Image point grounding data
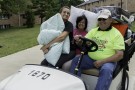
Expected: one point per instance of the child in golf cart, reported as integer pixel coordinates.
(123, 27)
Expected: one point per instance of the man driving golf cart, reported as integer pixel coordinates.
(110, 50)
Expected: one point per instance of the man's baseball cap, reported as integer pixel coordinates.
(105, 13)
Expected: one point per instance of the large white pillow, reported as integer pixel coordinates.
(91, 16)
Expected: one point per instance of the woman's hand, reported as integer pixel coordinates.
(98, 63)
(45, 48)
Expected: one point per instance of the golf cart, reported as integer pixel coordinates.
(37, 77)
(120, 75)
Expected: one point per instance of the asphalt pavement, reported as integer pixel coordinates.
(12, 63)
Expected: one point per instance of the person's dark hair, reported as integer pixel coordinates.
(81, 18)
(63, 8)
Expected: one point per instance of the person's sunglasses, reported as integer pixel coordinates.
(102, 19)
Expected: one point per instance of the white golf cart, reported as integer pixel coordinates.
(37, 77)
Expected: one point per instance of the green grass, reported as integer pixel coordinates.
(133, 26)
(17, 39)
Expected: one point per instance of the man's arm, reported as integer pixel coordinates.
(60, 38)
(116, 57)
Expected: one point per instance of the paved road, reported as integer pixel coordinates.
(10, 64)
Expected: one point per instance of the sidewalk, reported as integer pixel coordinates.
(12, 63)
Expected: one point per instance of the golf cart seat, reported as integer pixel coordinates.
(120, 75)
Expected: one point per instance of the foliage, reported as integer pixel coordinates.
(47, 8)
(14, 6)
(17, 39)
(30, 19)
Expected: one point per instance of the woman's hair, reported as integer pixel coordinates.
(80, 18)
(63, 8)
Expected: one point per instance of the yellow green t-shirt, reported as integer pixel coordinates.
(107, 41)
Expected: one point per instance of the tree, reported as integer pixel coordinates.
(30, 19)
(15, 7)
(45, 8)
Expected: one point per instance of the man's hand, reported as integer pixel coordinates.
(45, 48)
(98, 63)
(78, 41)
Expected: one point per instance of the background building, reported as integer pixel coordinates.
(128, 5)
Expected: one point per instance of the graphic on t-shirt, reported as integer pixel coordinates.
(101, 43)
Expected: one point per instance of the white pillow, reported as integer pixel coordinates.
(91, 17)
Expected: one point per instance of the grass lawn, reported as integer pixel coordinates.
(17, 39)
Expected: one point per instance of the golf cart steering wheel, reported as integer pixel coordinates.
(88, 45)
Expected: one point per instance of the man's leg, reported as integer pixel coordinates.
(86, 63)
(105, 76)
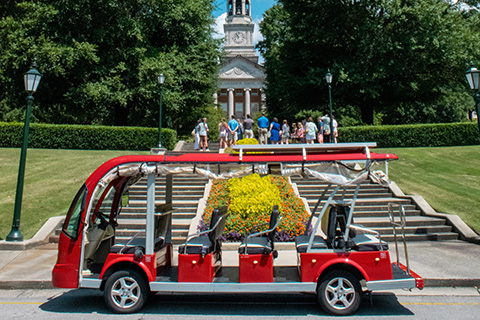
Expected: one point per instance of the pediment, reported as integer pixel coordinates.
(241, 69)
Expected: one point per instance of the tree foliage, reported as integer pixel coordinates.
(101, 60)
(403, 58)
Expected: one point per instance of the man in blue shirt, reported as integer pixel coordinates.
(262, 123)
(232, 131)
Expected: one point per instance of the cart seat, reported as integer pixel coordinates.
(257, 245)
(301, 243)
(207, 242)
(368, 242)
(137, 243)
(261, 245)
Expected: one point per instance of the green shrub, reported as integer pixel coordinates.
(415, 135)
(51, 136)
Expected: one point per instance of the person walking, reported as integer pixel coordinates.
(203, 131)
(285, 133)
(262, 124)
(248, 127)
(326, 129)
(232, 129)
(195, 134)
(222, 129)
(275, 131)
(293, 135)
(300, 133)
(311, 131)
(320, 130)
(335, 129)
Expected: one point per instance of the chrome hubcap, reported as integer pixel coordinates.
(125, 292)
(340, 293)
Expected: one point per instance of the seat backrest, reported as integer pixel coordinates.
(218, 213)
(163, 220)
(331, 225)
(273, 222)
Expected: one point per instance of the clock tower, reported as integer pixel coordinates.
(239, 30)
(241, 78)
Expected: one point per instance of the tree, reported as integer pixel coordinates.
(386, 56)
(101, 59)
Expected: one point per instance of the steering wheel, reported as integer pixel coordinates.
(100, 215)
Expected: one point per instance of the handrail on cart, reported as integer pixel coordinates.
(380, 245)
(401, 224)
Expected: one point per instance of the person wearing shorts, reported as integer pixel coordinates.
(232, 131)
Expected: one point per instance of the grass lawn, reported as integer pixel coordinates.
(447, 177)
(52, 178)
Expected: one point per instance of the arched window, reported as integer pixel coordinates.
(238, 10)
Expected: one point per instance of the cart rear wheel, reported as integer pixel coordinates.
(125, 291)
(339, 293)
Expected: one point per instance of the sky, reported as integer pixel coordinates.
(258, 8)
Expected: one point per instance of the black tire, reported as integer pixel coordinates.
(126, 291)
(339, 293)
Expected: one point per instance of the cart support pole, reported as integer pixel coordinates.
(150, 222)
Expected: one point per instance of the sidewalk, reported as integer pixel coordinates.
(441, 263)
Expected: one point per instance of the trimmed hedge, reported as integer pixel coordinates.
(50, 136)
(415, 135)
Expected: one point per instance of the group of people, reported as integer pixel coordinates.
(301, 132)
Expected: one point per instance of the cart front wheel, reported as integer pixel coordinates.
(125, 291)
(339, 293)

Task prompt: The records above must be echoed exactly, minus their pictures.

Answer below:
Expected: one point per instance of the child in golf cart, reported as integer pixel coordinates.
(123, 27)
Expected: one point per instance of the man driving golf cart, reported as integer pixel coordinates.
(110, 50)
Expected: one point per instance of the man's baseball cap, reported as integer pixel coordinates.
(105, 13)
Expected: one point per instance of the large white pillow, reported as integer pixel coordinates.
(91, 16)
Expected: one point per instance of the woman's hand, reported as integer pixel coordinates.
(98, 63)
(45, 48)
Expected: one point per instance of the golf cart, reported as integer pixel coordinates.
(37, 77)
(120, 75)
Expected: one point per instance of the asphalt pavement, reported as integer pixel coordinates.
(12, 63)
Expected: one point per instance of the person's dark hair, reported as integer pixel coordinates.
(81, 18)
(63, 8)
Expected: one point per instance of the person's sunglasses, reported as integer pixel coordinates.
(102, 19)
Expected: one point per instance of the white golf cart, reported as integer pixel coordinates.
(37, 77)
Expected: one point per instance of the green grass, reported as integer pixel coordinates.
(133, 26)
(17, 39)
Expected: one point per instance of the man's arm, reported as integer pixel coordinates.
(60, 38)
(116, 57)
Expected: one point per instance of the paved road, reported as integer pixel coordinates.
(10, 64)
Expected: one point per instance of the sidewalk, reported as integer pixel coordinates.
(12, 63)
Expected: one point per instance of the golf cart seat, reported as integer pixel coordinates.
(120, 75)
Expected: one point per instance of the foliage, reported as integer pixel coordinates.
(47, 8)
(14, 6)
(17, 39)
(30, 19)
Expected: one point per instance of the woman's hair, reported as integer pixel coordinates.
(80, 18)
(63, 8)
Expected: one point per instance of the yellow green t-shirt, reported as integer pixel coordinates.
(107, 41)
Expected: one point per instance of the tree, reported as integer pixel coordinates.
(30, 19)
(15, 7)
(45, 8)
Expected: one point per instance of the man's hand, reported as integer pixel coordinates.
(45, 48)
(98, 63)
(78, 41)
Expected: one point per instance of the background building, reported as integer pixel coordinates.
(128, 5)
Expected: one point per instance of the graphic on t-shirt, reported as integer pixel coordinates.
(101, 43)
Expected: one point per instance of the white pillow, reported as integer pixel coordinates.
(91, 17)
Expected: one point per instance of the grass lawn, reported as integer pixel coordinates.
(17, 39)
Expected: one point per instance of the golf cart steering wheel, reported as integer pixel coordinates.
(88, 45)
Expected: one point per instance of the man's leg, reported as integer pixel coordinates.
(86, 63)
(105, 76)
Expected: one point per instance of the pediment, reported as integer pixel coordinates.
(241, 69)
Expected: one point per instance of the tree foliage, reported as integer pixel coordinates.
(101, 60)
(403, 58)
Expected: one point per instance of the man in blue shirt, reported as integer pixel coordinates.
(262, 123)
(232, 131)
Expected: one point per instance of the cart seat, reported as integer pixel coordinates.
(257, 245)
(301, 243)
(207, 242)
(368, 242)
(137, 243)
(261, 245)
Expected: one point per instance of the green shrub, reported as integer pixel coordinates.
(415, 135)
(51, 136)
Expected: one point per instance of the person walking, reported as integer pixel coordinates.
(203, 131)
(285, 133)
(262, 124)
(248, 127)
(326, 129)
(232, 129)
(195, 134)
(222, 129)
(275, 131)
(293, 135)
(300, 133)
(311, 131)
(320, 130)
(335, 129)
Expected: one point per instance of the chrome hubcap, reported as integer pixel coordinates.
(125, 292)
(340, 293)
Expected: one point per instance of the seat backrest, reported as integer pixel coordinates.
(218, 213)
(163, 220)
(331, 225)
(273, 222)
Expected: one point per instance of the clock tower, reported as integer pixel coordinates.
(239, 30)
(241, 78)
Expected: one point per instance of the tree, reported as integer pixel coordinates.
(386, 56)
(101, 59)
Expected: one point per instance of the steering wheel, reported as integer pixel coordinates.
(100, 215)
Expected: one point per instance of the handrail on cart, reported as integer pixel coordinates.
(380, 245)
(401, 224)
Expected: one point per instance of the person wearing shorts, reported as integer pixel coordinates.
(232, 131)
Expected: one point per instance of the grass lawn, reported as integer pixel coordinates.
(447, 177)
(52, 178)
Expected: one point per instance of the arched window, reported as integer pixel coordinates.
(238, 10)
Expected: one point per instance of the cart rear wheel, reported as integer pixel coordinates.
(125, 291)
(339, 293)
Expected: one point per instance of the sky, reported as integer pixel coordinates.
(258, 8)
Expected: one point per instance of the black tire, reported as integer pixel coordinates.
(126, 291)
(339, 293)
Expected: one point per instance of the cart support pole, reported as integer pixel coordinates.
(150, 222)
Expected: one point per instance of the sidewalk, reported as integer pixel coordinates.
(441, 263)
Expected: one point per instance of the trimmed hedge, reported as integer pixel coordinates.
(50, 136)
(415, 135)
Expected: one point per instance of the group of people, reported as integer pixel coordinates.
(301, 132)
Expected: one point per instance of the cart front wheel, reported as integer pixel coordinates.
(125, 291)
(339, 293)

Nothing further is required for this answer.